━━ DATA IN THIS EXERCISE

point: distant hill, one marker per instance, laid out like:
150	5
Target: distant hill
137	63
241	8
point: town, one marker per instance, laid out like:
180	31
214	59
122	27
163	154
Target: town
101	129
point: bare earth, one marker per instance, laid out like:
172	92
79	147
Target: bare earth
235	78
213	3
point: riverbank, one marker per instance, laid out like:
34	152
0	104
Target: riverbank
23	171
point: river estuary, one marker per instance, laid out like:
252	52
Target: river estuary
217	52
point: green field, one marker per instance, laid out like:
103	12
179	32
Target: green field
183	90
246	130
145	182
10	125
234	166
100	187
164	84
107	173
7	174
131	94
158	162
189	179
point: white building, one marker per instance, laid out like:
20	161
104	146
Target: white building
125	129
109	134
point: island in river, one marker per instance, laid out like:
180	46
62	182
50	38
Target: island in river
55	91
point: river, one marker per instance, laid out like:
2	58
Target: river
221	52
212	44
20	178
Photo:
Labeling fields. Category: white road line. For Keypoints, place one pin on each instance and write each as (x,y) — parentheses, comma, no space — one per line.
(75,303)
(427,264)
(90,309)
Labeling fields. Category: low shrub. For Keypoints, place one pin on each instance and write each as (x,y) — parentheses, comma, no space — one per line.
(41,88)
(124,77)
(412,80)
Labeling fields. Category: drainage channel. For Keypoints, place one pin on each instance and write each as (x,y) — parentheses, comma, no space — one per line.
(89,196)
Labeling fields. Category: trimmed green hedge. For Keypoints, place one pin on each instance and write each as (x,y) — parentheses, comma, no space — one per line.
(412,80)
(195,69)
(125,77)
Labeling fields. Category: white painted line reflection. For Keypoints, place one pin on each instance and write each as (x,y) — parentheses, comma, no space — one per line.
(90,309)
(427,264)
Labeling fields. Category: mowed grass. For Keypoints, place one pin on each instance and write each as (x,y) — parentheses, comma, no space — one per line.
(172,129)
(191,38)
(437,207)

━━━━

REQUIRED ACTION: Output the data in full, please, exactly as written.

ANSWER TO THE EXERCISE:
point: distant hill, one marker per instance, laid out like:
150	5
Target: distant hill
137	63
241	8
point: town, one marker per instance, laid out like:
180	31
214	59
122	27
163	154
Target: town
101	129
point: bare earth, one marker per instance, laid out like:
172	92
79	147
Target: bare earth
235	78
213	3
point: riverbank, one marker per instance, laid out like:
34	152
0	104
Target: riverbank
23	171
point: river estuary, one marker per instance, laid out like:
252	52
Target: river estuary
217	52
point: green field, one marker per instance, laid out like:
103	12
179	32
Target: green field
183	90
246	130
145	182
10	125
234	166
100	187
164	84
107	173
7	174
131	94
158	162
189	179
point: white building, one marker per instance, laid out like:
20	161
104	146
Target: white building
125	129
109	134
point: island in river, one marker per instance, laid out like:
180	46
62	182
50	38
Target: island in river
55	91
point: river, one marker per instance, laid out like:
2	58
Target: river
221	52
212	44
20	178
Photo:
Labeling fields. Category: white road line. For Keypoints, place one pin on each instance and write each as (x,y) — parentheses, comma, no space — one per line.
(75,303)
(427,264)
(90,309)
Labeling fields. Category: low shrub. For Keypoints, place one pin on each instance and write each as (x,y) — parentheses, comma, no space — one per line.
(41,88)
(124,77)
(412,80)
Labeling fields. Category: drainage channel. For Keypoints, place one pin on each instance and write each as (x,y) — parentheses, comma, no space — one per line.
(89,196)
Labeling fields. Category: trimmed green hedge. For Keypoints, place one pin on each instance and write each as (x,y) — parentheses, comma, no space — one per line.
(412,80)
(195,69)
(125,77)
Labeling fields. Category: white painted line reflection. For Keypoints, place one pin on each instance and write each as (x,y) — parentheses, comma, no space — one per line.
(90,309)
(427,264)
Labeling fields. Category: mowed grass. For Keypoints, place one pin on each instance and write each as (x,y) — parentheses, comma, no space — one per line.
(172,129)
(191,38)
(437,207)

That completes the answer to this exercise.